What you should do
Beginning with the line that holds "shaped like (134,75).", set down each line of the data below through the very last, exactly as given, and nothing beyond that.

(Coordinate annotation records)
──────

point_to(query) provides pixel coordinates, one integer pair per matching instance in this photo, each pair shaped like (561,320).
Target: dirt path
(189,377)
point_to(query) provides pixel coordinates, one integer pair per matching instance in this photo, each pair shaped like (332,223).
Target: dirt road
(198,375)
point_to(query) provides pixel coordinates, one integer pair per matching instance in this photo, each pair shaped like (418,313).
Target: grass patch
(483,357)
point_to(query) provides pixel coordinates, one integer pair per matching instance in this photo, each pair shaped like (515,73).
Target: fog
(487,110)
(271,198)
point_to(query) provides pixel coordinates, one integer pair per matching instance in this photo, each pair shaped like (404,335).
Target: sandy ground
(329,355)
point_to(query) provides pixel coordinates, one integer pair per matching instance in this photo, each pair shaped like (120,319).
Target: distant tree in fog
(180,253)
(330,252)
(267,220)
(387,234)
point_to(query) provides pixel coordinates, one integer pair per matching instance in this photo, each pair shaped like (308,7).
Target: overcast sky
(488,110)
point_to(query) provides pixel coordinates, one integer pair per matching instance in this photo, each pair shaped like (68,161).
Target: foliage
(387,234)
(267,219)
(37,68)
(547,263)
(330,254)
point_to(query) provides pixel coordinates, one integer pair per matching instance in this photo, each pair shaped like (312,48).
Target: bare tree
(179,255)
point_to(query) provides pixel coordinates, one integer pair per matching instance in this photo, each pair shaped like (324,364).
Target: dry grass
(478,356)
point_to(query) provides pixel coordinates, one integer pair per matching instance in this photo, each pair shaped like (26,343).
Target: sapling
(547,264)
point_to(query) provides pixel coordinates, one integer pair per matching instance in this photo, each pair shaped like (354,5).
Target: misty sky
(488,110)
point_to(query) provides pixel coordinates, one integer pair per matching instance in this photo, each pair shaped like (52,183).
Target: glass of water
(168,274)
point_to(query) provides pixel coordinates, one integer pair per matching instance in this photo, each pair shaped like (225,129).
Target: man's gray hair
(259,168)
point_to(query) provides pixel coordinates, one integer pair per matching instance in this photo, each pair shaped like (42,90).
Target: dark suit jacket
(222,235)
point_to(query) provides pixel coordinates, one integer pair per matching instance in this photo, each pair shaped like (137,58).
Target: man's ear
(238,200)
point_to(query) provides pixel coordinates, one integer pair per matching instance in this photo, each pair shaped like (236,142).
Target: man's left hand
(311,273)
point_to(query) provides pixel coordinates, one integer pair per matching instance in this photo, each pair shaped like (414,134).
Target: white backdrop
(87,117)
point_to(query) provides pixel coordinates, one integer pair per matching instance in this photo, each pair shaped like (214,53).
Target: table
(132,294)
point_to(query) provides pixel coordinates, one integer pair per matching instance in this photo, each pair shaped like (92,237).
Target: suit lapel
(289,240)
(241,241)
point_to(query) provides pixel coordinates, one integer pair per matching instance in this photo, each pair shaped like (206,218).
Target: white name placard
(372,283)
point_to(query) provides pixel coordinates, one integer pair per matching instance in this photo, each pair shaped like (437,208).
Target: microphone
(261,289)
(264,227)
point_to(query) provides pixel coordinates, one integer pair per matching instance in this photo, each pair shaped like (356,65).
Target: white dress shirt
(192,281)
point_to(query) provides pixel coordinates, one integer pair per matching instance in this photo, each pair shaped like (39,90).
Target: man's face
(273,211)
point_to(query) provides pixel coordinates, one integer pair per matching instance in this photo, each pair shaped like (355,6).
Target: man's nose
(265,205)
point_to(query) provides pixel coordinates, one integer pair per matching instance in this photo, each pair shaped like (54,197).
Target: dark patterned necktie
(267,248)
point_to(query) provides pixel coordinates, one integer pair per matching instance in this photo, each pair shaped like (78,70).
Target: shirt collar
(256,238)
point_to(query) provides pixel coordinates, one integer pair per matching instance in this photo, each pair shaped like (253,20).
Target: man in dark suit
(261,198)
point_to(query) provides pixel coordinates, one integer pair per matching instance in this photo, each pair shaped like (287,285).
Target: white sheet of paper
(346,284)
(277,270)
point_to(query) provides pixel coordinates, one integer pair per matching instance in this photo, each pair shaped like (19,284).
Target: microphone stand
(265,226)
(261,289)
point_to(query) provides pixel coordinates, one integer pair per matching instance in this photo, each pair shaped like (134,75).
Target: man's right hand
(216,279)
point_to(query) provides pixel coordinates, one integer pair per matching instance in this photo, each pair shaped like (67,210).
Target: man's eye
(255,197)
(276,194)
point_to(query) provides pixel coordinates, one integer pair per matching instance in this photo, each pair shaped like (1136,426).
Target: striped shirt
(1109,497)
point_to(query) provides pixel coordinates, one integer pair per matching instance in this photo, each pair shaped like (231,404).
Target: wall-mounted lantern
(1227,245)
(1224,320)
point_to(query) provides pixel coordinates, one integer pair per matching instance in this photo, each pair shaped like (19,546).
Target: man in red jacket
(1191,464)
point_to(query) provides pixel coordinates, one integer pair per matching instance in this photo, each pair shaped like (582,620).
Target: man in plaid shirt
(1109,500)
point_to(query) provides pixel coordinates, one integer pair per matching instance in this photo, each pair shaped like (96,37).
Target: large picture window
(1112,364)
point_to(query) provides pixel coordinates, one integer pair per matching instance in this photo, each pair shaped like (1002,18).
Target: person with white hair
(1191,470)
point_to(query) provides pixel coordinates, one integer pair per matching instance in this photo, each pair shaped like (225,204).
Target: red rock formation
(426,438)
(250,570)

──────

Result for this task
point_to(query) provides pixel coordinates, one integer pair per matching instance in this photo, each pair shaped like (134,75).
Target: man's right hand
(216,279)
point_to(query) provides pixel coordinates, one integer pair per matching instance in this photo, each pair shaped like (67,210).
Target: man's eye
(255,197)
(276,194)
point_to(query) provides pixel coordinates, one integer pair per matching instance in this photo, each pair shaped like (1136,426).
Target: striped shirt
(1109,497)
point_to(query) provides pixel coordinates, one integer pair per matching instance in this photo, each pair shaped like (231,404).
Target: wall-mounted lantern
(1227,245)
(1224,320)
point_to(query) provides pixel coordinates, one integer pair per matching instance in this photo, each pair shaped like (19,546).
Target: man in red jacket
(1191,464)
point_to(query) provides pixel coordinates, one integer pair per matching instance in this photo, each pair shaped like (582,620).
Target: man in plaid shirt
(1109,500)
point_to(query) provides pixel coordinates, one integer pair per matching instance in this photo, each pair shaped like (96,37).
Target: large picture window
(1112,364)
point_to(query) provides pixel coordinates, one integer pair per matching instance in this photo, each pair shaped like (1002,18).
Target: person with white hair
(1191,470)
point_to(query) provides pixel coordinates, one integer pair per matching instance in this photo, each pair shaped like (225,204).
Target: red rock formation
(426,438)
(250,570)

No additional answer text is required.